__Exercises__:
a: Name the four Stadem children who sailed to America with Sjur and Oline, as listed in the Stadem family voyage account, and give the age shown for each.
b: Pick up the Stadem family voyage account after its final sentence and carry it forward.
───── Passage to read
PLAIN VIEW HERITAGE FARM,

RURAL BRYANT, SD, PRESENTS:

"Stadems Sail to America,"

Oline and Sjur & Family's Voyage,

by Ronald Ginther

VITAL STADEM STATISTICS ON SAILING TO AMERICA:

Berent Martin..................7 years old

Peder Johan....................5 years old

Ole Severin....................3 years old

Berntine Gurine................1 yr (actually 9 months old)

Berntine Gurine was baptized July 9, 1865 in Korskirken, Bergen;

the Family sailed from Bergen 25 April 1866.

Sjur and Oline and four children departed from Norway to America (via Canada) on BRODRENE, a Norwegian bark or barque, a wooden ship with fixed sails.

Departed Bergen 15 Apr. 1866, Arrived Quebec, Canada 27 May 1866, completing a voyage of 32 days, or about 4 and 1/2 weeks.

Father Sjur was 34 years of age, Mother Oline was 27 years of age.

Four children were survivors already, they had lost the first-born Ole, who was born and died, less than a year old perhaps, in Vik-i-Sogn, their starting home place. Ole Severin, of the four, produced no children and never married, the other three were fruitful in that respect.

Three more Stadem children were born to Sjur and Oline, over in Worth County, Iowa.
──────────
───── Extracted material
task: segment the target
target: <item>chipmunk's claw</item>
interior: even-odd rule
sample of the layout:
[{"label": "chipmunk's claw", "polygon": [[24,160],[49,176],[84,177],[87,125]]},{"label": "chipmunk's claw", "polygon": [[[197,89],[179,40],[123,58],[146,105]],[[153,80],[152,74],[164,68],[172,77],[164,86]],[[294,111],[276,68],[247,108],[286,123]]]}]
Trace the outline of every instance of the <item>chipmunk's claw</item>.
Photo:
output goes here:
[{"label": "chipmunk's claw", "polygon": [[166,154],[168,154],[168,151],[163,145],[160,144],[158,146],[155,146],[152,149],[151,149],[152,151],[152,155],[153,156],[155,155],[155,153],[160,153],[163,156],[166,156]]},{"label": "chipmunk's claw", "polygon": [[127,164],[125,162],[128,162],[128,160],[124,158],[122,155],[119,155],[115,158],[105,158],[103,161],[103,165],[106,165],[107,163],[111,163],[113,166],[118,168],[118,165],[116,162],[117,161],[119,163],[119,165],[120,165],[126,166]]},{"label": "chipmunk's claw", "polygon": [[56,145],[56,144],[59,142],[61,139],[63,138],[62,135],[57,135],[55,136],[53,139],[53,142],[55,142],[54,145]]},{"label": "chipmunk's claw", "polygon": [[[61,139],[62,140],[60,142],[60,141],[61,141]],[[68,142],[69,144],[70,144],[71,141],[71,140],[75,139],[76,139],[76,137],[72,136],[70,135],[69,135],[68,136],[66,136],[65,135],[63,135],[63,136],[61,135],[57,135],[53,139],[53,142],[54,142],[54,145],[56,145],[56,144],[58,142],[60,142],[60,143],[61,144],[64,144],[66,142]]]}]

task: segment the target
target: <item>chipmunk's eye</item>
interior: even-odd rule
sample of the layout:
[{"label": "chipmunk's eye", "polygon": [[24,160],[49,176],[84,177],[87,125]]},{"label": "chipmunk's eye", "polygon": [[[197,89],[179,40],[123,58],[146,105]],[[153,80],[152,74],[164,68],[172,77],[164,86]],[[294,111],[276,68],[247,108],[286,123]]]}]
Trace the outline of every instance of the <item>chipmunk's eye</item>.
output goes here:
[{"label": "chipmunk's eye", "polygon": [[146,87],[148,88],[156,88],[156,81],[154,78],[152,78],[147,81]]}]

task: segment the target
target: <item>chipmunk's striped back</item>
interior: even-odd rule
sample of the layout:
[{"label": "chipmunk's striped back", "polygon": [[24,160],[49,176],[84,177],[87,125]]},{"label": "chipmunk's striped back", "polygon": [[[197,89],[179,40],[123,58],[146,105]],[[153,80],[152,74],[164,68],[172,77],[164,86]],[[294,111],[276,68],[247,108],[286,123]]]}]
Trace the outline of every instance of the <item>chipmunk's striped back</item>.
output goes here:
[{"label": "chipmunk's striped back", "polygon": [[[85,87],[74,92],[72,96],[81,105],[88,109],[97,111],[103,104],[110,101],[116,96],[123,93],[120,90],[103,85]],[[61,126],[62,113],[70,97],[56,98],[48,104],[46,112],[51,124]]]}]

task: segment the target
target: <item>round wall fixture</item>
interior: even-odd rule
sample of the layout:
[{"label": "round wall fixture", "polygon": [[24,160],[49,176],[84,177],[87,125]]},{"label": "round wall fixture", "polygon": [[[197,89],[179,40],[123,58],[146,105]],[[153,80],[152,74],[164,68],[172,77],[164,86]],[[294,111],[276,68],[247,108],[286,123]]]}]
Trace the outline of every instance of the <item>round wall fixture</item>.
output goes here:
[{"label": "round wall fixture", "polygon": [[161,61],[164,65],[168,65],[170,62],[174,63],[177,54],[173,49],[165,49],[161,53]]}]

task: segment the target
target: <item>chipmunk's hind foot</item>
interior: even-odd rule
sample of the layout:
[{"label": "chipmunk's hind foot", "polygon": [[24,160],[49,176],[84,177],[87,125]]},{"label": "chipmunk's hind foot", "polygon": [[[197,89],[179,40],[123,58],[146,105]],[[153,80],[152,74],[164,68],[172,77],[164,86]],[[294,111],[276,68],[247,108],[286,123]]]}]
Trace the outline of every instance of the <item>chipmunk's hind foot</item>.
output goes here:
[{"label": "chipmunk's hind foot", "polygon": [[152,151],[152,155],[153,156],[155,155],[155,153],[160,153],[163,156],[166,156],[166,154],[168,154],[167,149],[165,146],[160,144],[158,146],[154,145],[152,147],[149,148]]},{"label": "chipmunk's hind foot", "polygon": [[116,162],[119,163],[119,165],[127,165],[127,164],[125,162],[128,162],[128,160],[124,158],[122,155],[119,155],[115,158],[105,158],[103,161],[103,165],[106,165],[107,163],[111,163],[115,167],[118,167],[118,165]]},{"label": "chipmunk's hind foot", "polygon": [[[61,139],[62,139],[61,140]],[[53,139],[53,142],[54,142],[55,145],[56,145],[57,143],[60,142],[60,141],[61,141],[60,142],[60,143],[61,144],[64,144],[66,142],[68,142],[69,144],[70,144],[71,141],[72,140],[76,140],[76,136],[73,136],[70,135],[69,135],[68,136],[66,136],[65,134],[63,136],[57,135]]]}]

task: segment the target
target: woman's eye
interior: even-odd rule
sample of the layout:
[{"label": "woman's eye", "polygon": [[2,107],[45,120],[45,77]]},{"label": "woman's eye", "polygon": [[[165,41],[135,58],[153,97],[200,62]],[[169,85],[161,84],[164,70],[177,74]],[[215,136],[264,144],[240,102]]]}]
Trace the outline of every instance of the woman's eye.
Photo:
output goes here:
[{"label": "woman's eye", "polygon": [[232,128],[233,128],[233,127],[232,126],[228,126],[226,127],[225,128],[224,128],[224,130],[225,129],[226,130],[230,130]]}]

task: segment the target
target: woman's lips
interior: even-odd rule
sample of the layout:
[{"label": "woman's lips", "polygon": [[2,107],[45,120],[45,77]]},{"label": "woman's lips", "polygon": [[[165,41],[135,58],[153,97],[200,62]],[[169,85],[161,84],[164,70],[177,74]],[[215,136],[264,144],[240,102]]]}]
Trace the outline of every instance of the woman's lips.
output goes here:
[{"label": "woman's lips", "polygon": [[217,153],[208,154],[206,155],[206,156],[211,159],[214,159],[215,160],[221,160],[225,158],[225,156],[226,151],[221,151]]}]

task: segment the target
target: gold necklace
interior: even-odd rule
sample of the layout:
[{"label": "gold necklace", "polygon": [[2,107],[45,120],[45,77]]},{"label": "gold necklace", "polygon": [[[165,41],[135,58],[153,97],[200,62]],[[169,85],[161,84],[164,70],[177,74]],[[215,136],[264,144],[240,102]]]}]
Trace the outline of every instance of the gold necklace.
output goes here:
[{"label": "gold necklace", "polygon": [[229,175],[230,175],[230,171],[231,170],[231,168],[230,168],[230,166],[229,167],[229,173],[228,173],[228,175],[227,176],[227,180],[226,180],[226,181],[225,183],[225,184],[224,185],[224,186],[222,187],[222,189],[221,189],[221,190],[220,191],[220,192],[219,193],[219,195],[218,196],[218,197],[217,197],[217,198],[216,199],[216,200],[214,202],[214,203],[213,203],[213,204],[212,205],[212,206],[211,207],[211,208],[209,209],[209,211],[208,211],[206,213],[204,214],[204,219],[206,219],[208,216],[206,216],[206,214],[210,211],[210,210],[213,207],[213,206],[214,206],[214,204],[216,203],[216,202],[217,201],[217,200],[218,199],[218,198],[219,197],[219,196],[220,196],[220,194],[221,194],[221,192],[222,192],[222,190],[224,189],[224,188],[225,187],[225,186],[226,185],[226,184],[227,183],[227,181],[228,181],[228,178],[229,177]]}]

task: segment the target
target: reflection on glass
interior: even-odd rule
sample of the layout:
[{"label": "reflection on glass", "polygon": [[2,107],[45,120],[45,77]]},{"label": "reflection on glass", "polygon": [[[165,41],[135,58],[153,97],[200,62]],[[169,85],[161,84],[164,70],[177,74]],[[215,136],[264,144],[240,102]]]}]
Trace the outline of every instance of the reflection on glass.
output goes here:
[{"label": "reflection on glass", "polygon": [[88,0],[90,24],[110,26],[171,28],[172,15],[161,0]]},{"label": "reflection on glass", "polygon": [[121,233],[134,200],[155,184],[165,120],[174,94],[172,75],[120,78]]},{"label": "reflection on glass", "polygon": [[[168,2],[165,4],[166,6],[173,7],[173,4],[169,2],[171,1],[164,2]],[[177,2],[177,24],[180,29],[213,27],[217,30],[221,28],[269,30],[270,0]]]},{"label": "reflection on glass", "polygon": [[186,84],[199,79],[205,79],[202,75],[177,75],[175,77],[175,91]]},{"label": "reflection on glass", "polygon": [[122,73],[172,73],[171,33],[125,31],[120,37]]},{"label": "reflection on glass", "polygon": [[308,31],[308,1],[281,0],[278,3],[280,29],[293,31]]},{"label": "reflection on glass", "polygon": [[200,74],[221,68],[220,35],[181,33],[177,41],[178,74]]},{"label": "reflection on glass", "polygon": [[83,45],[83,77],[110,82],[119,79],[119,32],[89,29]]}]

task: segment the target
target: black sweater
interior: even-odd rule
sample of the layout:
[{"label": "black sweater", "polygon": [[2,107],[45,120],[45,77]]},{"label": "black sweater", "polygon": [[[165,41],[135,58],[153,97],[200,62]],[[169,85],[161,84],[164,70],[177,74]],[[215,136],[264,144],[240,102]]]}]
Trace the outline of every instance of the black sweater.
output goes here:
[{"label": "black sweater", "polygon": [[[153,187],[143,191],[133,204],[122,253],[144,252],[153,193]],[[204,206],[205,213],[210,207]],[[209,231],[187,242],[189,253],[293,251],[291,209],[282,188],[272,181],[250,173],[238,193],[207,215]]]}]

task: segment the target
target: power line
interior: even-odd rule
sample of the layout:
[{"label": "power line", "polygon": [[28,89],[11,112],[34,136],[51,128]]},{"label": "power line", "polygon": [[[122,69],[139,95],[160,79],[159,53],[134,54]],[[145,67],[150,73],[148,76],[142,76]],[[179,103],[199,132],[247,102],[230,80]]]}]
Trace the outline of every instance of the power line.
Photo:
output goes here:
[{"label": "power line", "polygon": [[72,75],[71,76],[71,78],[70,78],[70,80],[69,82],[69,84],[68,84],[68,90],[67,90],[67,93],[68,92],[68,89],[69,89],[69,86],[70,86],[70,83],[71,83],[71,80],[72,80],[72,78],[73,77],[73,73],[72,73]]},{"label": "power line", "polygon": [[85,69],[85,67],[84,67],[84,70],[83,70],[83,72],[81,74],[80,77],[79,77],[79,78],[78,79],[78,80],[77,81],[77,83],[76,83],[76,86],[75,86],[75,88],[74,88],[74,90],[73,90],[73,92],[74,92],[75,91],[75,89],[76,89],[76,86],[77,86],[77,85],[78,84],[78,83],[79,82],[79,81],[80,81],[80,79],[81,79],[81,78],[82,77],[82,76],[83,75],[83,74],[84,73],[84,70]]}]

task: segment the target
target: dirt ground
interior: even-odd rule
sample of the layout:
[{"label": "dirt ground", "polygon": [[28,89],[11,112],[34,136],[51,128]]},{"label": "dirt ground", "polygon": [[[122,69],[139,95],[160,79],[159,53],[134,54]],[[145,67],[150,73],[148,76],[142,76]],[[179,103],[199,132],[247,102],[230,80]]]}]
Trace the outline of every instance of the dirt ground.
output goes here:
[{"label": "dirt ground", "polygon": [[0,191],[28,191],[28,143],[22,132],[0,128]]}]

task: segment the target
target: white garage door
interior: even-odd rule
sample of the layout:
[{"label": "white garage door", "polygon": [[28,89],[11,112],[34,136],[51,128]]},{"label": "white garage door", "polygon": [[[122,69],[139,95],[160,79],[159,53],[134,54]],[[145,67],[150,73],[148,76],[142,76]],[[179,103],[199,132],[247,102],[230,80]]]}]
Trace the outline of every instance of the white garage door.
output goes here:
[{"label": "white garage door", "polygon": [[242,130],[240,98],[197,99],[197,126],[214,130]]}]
──────────
───── Extracted material
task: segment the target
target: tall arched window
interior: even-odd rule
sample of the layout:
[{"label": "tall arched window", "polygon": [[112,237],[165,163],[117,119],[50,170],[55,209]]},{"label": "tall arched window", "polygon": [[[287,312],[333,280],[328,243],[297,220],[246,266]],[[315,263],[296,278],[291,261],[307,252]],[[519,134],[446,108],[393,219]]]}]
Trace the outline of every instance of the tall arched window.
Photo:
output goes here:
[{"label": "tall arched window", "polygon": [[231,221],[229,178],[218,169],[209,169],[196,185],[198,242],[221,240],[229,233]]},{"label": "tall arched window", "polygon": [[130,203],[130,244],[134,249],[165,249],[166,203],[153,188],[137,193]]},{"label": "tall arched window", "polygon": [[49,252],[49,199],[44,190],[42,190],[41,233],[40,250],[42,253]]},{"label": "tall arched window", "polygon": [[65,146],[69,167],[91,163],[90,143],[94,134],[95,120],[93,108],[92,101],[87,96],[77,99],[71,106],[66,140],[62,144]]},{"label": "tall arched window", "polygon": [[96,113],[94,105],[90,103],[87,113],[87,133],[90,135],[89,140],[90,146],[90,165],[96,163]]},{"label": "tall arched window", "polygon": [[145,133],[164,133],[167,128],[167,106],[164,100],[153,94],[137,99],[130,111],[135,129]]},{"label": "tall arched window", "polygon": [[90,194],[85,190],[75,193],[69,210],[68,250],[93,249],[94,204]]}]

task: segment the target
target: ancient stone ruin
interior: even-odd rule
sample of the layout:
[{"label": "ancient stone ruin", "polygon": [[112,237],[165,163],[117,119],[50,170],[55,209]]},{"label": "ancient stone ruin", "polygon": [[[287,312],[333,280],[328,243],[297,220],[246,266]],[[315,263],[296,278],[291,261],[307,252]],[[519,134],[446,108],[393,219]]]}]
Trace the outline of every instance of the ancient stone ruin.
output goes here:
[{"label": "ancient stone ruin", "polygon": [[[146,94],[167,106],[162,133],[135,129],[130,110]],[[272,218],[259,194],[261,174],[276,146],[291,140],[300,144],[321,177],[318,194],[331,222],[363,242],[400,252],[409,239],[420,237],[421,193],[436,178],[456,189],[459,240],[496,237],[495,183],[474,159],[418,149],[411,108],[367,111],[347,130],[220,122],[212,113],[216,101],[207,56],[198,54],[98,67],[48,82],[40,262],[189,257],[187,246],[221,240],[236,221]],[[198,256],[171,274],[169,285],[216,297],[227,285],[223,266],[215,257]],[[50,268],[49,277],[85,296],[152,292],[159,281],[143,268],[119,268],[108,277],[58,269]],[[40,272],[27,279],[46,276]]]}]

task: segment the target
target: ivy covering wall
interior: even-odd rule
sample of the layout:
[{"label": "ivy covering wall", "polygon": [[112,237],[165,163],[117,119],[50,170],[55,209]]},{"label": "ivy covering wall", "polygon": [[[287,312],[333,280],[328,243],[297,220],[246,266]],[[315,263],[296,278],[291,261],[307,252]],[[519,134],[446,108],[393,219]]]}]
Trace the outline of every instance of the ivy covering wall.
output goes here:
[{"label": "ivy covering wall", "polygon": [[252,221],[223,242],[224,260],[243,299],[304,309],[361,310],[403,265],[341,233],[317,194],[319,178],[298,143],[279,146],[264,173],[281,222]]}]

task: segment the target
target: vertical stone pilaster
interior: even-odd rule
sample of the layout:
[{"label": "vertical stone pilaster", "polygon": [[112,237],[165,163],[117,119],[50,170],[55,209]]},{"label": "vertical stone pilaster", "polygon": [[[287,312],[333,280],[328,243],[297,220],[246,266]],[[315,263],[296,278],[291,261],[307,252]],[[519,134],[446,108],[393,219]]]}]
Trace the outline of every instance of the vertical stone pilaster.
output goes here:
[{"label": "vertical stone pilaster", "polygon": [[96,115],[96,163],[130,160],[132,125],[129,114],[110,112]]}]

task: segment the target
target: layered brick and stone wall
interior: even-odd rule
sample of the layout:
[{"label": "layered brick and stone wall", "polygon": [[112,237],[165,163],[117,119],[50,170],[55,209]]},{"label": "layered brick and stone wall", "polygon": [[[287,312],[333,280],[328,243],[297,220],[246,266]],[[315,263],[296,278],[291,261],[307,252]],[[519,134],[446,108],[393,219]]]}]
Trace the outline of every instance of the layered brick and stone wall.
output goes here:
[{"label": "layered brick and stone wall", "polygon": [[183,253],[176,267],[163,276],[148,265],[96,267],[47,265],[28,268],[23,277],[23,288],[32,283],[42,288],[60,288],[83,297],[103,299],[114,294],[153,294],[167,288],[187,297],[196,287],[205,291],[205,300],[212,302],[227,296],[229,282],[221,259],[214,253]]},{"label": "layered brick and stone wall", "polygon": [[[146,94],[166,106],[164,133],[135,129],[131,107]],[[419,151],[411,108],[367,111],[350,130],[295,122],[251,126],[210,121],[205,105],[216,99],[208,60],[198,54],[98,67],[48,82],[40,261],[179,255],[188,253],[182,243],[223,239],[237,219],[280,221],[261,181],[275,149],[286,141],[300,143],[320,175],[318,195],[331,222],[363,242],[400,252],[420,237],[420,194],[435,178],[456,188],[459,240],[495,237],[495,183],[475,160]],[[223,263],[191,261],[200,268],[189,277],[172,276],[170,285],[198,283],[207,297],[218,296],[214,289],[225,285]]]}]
──────────
__Results in order__:
a:
Berent Martin, 7 years old
Peder Johan, 5 years old
Ole Severin, 3 years old
Berntine Gurine, 1 year (actually 9 months old)

b:
Oline and Sjur were married Dec. 29, 1857, in Hove Stone Church, Vik, in the dead of winter.

By the time they sailed to America they had been married 9 years.

Sjur was perfectly capable of supporting his growing family--but not with ease, but with difficulty in the circumstances back in Vik. That is why they re-located to Bergen, to prepare and gather resources for their voyage to America. In Bergen four children were born to him and Oline.

Norway was a hard place to make a living as a cotter or a landless farmer, who paid the land-owner part of his crops and labor; to make ends meet, Sjur also raised sheep as a hireling, and perhaps fished in the great Sogn Fjord if he could borrow someone's boat, and gardened as well. He could hire out as a general laborer. But there was no getting ahead in Norway without owning land, not in those circumstances: hence the move to America where there was promised a better future for a hard-working man and wife who knew how to farm.

Though a Danish-Norwegian subject of a Danish king earlier in life, the politics changed, and Norway passed to Sweden's overlordship. The adult Sjur Stadheim was a subject of the King of Sweden and Norway, a dual monarchy. He became a citizen of the United States in 1883 in Worth County, Iowa, April 10, 1883. He probably spoke Norwegian fluently all his life, reading and writing in it, listening to sermons in Norwegian at their church, and in a Norwegian-speaking family and rural community, he learned only a small amount of English.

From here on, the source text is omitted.